Pointing records for named objects:
· · · · · · ·
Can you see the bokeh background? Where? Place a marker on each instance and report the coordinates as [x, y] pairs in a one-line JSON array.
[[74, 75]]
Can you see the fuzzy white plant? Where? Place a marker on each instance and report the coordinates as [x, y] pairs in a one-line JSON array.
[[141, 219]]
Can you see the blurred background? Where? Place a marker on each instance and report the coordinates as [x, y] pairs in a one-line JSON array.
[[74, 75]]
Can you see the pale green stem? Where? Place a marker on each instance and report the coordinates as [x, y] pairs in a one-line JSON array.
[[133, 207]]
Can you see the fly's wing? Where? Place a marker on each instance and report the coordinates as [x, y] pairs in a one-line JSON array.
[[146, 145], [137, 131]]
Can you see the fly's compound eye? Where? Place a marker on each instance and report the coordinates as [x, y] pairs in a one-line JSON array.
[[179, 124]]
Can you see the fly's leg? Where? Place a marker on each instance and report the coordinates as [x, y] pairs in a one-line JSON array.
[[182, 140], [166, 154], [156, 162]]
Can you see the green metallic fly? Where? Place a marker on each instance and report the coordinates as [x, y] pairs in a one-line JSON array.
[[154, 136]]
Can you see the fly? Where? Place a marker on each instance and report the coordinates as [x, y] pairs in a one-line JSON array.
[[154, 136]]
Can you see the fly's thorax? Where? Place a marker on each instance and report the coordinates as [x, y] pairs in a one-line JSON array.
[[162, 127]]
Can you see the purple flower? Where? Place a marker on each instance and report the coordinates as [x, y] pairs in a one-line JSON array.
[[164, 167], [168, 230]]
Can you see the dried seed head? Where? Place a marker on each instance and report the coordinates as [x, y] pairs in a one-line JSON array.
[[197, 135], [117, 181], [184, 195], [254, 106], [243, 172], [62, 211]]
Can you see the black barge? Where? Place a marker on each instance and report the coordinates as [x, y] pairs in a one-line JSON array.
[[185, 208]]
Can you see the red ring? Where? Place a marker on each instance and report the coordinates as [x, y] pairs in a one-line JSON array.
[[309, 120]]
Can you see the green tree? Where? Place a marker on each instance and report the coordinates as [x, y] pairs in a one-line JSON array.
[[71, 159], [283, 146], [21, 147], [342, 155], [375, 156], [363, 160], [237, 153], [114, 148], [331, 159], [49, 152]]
· · · · · · ·
[Task description]
Retype the listing above line for line, keeping every character unchanged.

[Response to the task]
Can you see the bokeh background? Where? Place a marker on each instance and report the coordinates as [x, y] pairs in a one-line JSON array.
[[74, 75]]
Can you see the fuzzy white plant? Where? Place a marker on each instance and report the coordinates as [x, y] pairs in a one-line JSON array.
[[141, 219]]
Can you see the blurred background? Where? Place a marker on each instance and report the coordinates as [x, y] pairs in a one-line JSON array.
[[74, 75]]
Can you see the pale green stem? Where? Place a marker on each instance and report the coordinates as [x, y] pairs in a one-line JSON array.
[[133, 207]]
Can you see the fly's wing? Where? Place a marker on each instance and report the coordinates as [x, y] pairs in a one-line JSON array.
[[146, 145], [137, 131]]
Can you see the fly's compound eye? Where? Place a marker on each instance and report the coordinates as [x, y] pairs in a one-line JSON array.
[[179, 124]]
Can you see the fly's leg? Where? Place a marker on each instance and report the coordinates as [x, y] pairs in a one-line JSON array.
[[182, 140], [166, 154], [156, 162]]
Can you see the green metallic fly? Where? Place a marker on each instance and report the coordinates as [x, y] pairs in a one-line JSON array.
[[154, 136]]
Can you see the fly? Where? Place a marker on each instance and report the coordinates as [x, y] pairs in a one-line JSON array.
[[154, 136]]
Can you see the fly's thorax? Where? Place a marker on each instance and report the coordinates as [x, y] pairs in a one-line JSON array.
[[162, 127]]
Can you see the purple flower? Where? Place a marker on each instance and report the coordinates as [x, y] pairs in a one-line JSON array.
[[164, 167], [168, 230]]
Can you see the dried seed head? Where? Place a marker on each instance and report the coordinates as [x, y] pairs in a one-line JSON array.
[[197, 135], [117, 181], [184, 195], [254, 106], [243, 172], [62, 211]]
Can you see the black barge? Where? Place a marker on each instance and report the coordinates as [x, y] pairs in a one-line JSON array.
[[185, 208]]
Can you see the red ring? Where? Place a marker on each instance and report the coordinates as [x, y] pairs in a one-line JSON array.
[[309, 120]]
Can you see the green tree? Where? Place a marker on each instance and report the coordinates as [x, y] pairs in a one-line JSON array.
[[71, 159], [283, 146], [21, 147], [342, 155], [375, 156], [363, 160], [237, 153], [114, 148], [331, 159], [49, 152]]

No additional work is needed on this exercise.